• Goal of the exercise
Gather from the material below every line that contains the string "wheel" and copy each one in full. Case counts.

• Extracted data
%%

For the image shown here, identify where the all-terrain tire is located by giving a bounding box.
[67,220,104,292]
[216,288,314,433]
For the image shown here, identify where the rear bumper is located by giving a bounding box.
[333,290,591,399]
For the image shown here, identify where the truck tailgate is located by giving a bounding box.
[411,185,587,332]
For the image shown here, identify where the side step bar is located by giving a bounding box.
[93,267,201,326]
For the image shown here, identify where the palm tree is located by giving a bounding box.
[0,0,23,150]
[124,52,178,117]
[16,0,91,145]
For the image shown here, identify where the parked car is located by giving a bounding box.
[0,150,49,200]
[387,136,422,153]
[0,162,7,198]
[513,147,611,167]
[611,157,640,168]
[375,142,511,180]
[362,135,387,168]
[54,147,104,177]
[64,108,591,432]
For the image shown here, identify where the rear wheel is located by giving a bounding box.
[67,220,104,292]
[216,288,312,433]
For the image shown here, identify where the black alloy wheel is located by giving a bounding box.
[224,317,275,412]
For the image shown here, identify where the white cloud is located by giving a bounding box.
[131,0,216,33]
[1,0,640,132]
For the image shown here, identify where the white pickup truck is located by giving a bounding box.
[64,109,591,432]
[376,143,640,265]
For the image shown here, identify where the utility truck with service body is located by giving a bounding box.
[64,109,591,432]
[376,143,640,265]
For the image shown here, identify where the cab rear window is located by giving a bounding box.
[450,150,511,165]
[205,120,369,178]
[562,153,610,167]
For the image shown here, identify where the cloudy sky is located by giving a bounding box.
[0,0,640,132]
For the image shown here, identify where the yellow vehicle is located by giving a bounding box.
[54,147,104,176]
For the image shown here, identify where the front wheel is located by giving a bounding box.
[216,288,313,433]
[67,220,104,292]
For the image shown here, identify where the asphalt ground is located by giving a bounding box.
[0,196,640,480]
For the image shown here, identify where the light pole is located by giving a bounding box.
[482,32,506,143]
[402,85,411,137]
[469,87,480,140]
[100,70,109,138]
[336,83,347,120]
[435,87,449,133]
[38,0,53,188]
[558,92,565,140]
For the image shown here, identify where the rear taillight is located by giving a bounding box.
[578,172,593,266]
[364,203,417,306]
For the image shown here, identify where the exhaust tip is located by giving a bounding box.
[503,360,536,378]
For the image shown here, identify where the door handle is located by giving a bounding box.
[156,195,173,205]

%%

• Result for this exercise
For the image shown here, identify where the rear wheel is located by giving a bounding box.
For the image shown here, identify where the black alloy wheel is located by giving a bounding box.
For the image shown here, identify where the front wheel is located by giving a bounding box.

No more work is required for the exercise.